TASK TO COMPLETE | Character for character, reproduce every entry below.

DATASET RECORDS |
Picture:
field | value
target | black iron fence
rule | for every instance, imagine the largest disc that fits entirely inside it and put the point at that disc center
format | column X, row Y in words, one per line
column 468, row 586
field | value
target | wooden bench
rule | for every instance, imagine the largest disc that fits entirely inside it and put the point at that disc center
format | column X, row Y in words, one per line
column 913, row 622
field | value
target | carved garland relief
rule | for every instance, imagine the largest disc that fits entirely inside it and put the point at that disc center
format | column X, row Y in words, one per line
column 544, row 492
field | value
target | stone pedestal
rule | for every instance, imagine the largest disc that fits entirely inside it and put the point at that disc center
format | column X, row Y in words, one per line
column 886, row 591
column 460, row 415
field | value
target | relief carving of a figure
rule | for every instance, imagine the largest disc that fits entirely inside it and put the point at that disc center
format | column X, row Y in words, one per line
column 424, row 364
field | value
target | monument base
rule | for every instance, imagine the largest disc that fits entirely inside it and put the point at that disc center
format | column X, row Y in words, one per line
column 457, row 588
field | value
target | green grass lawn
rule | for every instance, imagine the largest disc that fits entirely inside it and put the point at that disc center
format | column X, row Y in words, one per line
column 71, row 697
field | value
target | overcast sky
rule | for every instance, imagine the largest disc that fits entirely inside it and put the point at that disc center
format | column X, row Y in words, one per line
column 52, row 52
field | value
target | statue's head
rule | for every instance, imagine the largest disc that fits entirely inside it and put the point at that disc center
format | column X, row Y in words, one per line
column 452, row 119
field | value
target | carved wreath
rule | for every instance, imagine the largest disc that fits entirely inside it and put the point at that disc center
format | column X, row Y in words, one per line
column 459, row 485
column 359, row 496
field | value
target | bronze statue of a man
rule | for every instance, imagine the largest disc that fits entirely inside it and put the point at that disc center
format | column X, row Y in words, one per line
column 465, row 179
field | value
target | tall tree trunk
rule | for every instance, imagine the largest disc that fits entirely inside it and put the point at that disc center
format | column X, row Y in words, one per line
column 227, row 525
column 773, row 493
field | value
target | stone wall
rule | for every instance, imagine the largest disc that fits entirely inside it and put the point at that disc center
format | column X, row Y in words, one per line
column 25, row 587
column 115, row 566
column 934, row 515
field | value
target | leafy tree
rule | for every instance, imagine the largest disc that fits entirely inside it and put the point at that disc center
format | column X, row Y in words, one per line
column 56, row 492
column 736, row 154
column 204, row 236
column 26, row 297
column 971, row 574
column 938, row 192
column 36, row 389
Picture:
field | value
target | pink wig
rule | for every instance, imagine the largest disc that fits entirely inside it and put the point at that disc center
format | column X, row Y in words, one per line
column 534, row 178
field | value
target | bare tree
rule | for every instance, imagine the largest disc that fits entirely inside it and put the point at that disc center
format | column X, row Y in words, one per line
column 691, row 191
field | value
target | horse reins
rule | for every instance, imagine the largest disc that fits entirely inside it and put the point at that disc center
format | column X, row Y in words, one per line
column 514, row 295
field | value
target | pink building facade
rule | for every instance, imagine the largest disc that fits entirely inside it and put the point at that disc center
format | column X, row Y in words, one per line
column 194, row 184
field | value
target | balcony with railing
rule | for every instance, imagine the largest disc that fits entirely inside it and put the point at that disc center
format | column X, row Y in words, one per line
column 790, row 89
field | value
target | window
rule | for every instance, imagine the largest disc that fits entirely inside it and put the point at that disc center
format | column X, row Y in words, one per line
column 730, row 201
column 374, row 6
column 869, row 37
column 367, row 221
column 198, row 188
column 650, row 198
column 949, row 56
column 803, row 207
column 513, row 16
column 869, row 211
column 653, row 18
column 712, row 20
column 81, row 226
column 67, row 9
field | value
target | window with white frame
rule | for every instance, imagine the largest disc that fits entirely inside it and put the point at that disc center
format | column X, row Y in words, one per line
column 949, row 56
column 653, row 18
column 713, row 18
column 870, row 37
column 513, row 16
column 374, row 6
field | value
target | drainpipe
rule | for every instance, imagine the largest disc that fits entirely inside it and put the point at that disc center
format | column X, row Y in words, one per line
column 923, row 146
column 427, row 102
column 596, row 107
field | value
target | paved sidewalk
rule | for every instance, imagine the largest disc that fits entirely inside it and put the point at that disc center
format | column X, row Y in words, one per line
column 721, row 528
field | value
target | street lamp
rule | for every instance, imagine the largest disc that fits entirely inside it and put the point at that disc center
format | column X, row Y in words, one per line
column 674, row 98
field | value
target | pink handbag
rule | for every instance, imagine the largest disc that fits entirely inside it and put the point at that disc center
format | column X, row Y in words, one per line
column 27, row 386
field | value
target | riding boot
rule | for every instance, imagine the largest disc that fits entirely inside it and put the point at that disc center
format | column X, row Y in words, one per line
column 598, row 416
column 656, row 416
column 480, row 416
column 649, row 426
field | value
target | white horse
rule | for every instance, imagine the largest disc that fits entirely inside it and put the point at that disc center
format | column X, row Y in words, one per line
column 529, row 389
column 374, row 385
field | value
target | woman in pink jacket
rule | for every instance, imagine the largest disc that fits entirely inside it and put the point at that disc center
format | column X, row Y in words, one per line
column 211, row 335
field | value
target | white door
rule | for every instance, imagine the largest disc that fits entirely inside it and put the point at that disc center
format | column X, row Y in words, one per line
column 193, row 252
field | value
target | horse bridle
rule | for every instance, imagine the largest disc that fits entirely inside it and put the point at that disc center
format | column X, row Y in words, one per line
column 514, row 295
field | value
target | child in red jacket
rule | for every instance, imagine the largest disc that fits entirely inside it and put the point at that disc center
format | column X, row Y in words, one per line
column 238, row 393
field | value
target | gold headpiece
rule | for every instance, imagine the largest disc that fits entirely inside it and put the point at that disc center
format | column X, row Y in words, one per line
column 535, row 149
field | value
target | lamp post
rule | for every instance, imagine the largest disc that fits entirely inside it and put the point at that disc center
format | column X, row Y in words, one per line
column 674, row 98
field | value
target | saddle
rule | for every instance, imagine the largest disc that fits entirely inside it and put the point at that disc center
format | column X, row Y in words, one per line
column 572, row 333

ANSWER TO THE EXERCISE |
Picture:
field | value
target | black iron fence
rule | for every instance, imagine the largest disc that fits entirely inside it and put the point at that disc center
format | column X, row Y in words, one per line
column 468, row 586
field | value
target | wooden bench
rule | for every instance, imagine the largest disc that fits entirely inside it and put the point at that disc center
format | column X, row Y in words, one per line
column 913, row 622
field | value
target | carved garland relief
rule | for every instance, imagine the largest disc that fits entirely inside it and put the point at that disc center
format | column X, row Y in words, one per line
column 544, row 492
field | value
target | stone pedestal
rule | for every instance, imagine the largest disc that fits entirely inside it and put the point at that disc center
format | column X, row Y in words, one per line
column 886, row 591
column 460, row 415
field | value
target | relief carving of a figure
rule | for every instance, imagine the largest disc that fits entirely inside it and put the point at that disc center
format | column X, row Y in words, one per line
column 424, row 364
field | value
target | monument base
rule | for every instance, imagine the largest disc that fits entirely inside it and put the point at that disc center
format | column X, row Y in words, one per line
column 457, row 588
field | value
target | green grass lawn
rule | for every instance, imagine the largest disc that fits entirely inside it and put the point at that disc center
format | column X, row Y in words, one per line
column 71, row 697
field | value
target | overcast sky
rule | for every instance, imagine the largest disc that fits entirely inside it and put the point at that disc center
format | column X, row Y in words, one per line
column 52, row 52
field | value
target | statue's head
rule | for every instance, imagine the largest disc that fits entirely inside it and put the point at that disc center
format | column X, row Y in words, one per line
column 452, row 119
field | value
target | carved wreath
rule | for every instance, imagine the largest disc that fits entirely inside it and put the point at that disc center
format | column X, row Y in words, one per line
column 459, row 485
column 359, row 496
field | value
target | bronze statue of a man
rule | for every instance, imagine the largest disc that fits entirely inside it and put the point at that disc center
format | column X, row Y in words, one per line
column 465, row 179
field | value
target | tall tree trunk
rule | for every instance, imagine the largest disc that fits entirely inside it and put the point at that disc center
format | column X, row Y in words, one per line
column 227, row 525
column 773, row 493
field | value
target | stone wall
rule | for every instance, imagine the largest disc that fits entirely inside it and put the point at that disc center
format | column X, row Y in words, one per line
column 25, row 587
column 115, row 566
column 934, row 515
field | value
target | leafy tree
rule | for every instance, imagine the largest disc that fits entirely inside it and put the point at that disc center
format | column X, row Y in words, one per line
column 56, row 492
column 736, row 154
column 204, row 236
column 26, row 297
column 971, row 574
column 938, row 192
column 36, row 389
Picture:
field | value
target | pink wig
rule | for every instance, imagine the largest disc that fits entirely inside it and put the point at that disc center
format | column X, row Y in words, one per line
column 534, row 178
field | value
target | bare tree
rule | for every instance, imagine the largest disc that fits entirely inside it and put the point at that disc center
format | column X, row Y in words, one per line
column 691, row 191
field | value
target | horse reins
rule | for every instance, imagine the largest disc that fits entirely inside it and put the point at that disc center
format | column X, row Y in words, one per line
column 514, row 295
field | value
target | pink building facade
rule | for every instance, imagine the largest disc that fits entirely inside it and put the point at that disc center
format | column X, row Y in words, one per line
column 194, row 184
field | value
target | balcony with railing
rule | for every instance, imagine the largest disc that fits entirely inside it and put the point at that disc center
format | column X, row Y in words, one per line
column 790, row 89
field | value
target | window
rule | for every instance, imagine the largest disc that fits entirely inside it and put the point at that disc center
format | column X, row Y in words, one per line
column 730, row 201
column 374, row 6
column 869, row 37
column 367, row 221
column 198, row 188
column 650, row 198
column 949, row 56
column 803, row 207
column 513, row 16
column 869, row 211
column 653, row 18
column 712, row 20
column 81, row 226
column 67, row 9
field | value
target | window with white frame
rule | for every instance, imagine the largest disc that fits entirely inside it and put the point at that disc center
format | column X, row Y in words, one per line
column 949, row 56
column 653, row 18
column 713, row 18
column 870, row 37
column 513, row 16
column 374, row 6
field | value
target | drainpipe
rule | for every instance, imagine the largest disc that fits entirely inside it and put the point at that disc center
format | column X, row Y in words, one per line
column 923, row 146
column 427, row 102
column 596, row 107
field | value
target | paved sidewalk
rule | for every instance, imagine the largest disc that fits entirely inside it and put the point at that disc center
format | column X, row Y in words, one per line
column 721, row 528
field | value
target | street lamp
rule | for every instance, imagine the largest disc that fits entirely inside it and put the point at that disc center
format | column X, row Y in words, one per line
column 674, row 98
field | value
target | pink handbag
rule | for every instance, imagine the largest disc that fits entirely inside it and put the point at that disc center
format | column X, row Y in words, one per line
column 27, row 386
field | value
target | riding boot
rule | for every instance, imagine the largest disc that fits entirely inside it and put the point at that disc center
format | column X, row Y in words, one per line
column 598, row 416
column 656, row 416
column 480, row 416
column 649, row 426
field | value
target | white horse
rule | for every instance, imagine the largest disc that fits entirely inside it and put the point at that disc center
format | column X, row Y in words, one per line
column 529, row 389
column 374, row 385
field | value
target | woman in pink jacket
rule | for every instance, imagine the largest disc that fits entirely inside it and put the point at that disc center
format | column X, row Y in words, one per line
column 211, row 335
field | value
target | white door
rule | for every instance, imagine the largest disc that fits entirely inside it and put the point at that disc center
format | column X, row Y in words, one per line
column 193, row 252
field | value
target | horse bridle
rule | for every instance, imagine the largest disc that fits entirely inside it and put the point at that disc center
format | column X, row Y in words, one per line
column 514, row 295
field | value
target | child in red jacket
rule | for every instance, imagine the largest disc that fits entirely inside it and put the point at that disc center
format | column X, row Y in words, one per line
column 238, row 393
field | value
target | gold headpiece
rule | for every instance, imagine the largest disc that fits entirely inside it and put the point at that disc center
format | column X, row Y in words, one per line
column 535, row 149
field | value
target | lamp post
rule | for every instance, imagine the largest disc that fits entirely inside it and put the point at that disc center
format | column X, row Y in words, one per line
column 674, row 98
field | value
target | saddle
rule | for every instance, imagine the largest disc that fits entirely inside it and put the point at that disc center
format | column X, row Y in words, one per line
column 572, row 333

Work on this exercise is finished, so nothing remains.